>> START TEXT SEGMENT
FIFTEEN MINUTES OF FAME
San Mateo shows its pride for DJ and Peg with a lovely article in their local paper. Follow this link to read the article complete with pix.
DUES DUE
DSC offers you 3 big inducements to get your 2015 membership form and check in EARLY. If Devi gets your form and money by our holiday party, you receive 3 raffle tickets for gift certificates to our April Tuber Sale. We will raffle off the certificates, worth $25, $20 and $15, at the February meeting. (Wow!) If received by our January meeting, you get 2 raffle chances; if received by the end of January, 1 raffle ticket. The end of January also means you’ll receive your ADS Classification Book when it is released by the ADS. So: DO IT NOW. {Click for membership form} Fill it out. Add a check. Voila! taken care of for another year.
For the Dahlia Society of California only:
Includes mostly monthly e-newsletters, hands-on learning at The Dell, and participation in our August Exhibition/Competition
Individual Membership …………………………..$10.00
Family Membership ……………………………….$15.00
For the Dahlia Society of California AND American Dahlia Society (includes ADS Classification Book and quarterly Bulletins):
Individual Membership ………………………….$34.00
Family Membership ………………………………$42.00
Applications are accepted for both societies, or the DSC only. Combined membership includes ADS at a discounted rate only available in conjunction with local society membership.
NEWSFLASH!
This just in!!: DSC President, Tinnee Lee, dramatically announced a new program aimed at increasing DSC and ADS membership. Instead of looking outside our membership to increase enrollment numbers, Ms. Lee announced a bold and innovative plan to grow numbers from WITHIN! “We’ve shown that we can hybridize and produce new dahlias, why can’t we do the same with members?” she asked nobody in particular.
>> END TEXT SEGMENT
>> START GIVEN INFORMATION
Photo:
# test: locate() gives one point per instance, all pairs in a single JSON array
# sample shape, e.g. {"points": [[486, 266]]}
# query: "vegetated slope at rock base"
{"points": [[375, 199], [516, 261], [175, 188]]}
>> END GIVEN INFORMATION
_WHAT NEEDS TO BE DONE_.
Please answer these three questions from the dahlia society newsletter, one answer per line:
1. What are the values of the three gift certificates to be raffled at the February meeting?
2. How much does a family membership in both the Dahlia Society of California and the American Dahlia Society cost?
3. Who is the DSC President?

_ANSWER_.
1. $25, $20 and $15
2. $42.00
3. Tinnee Lee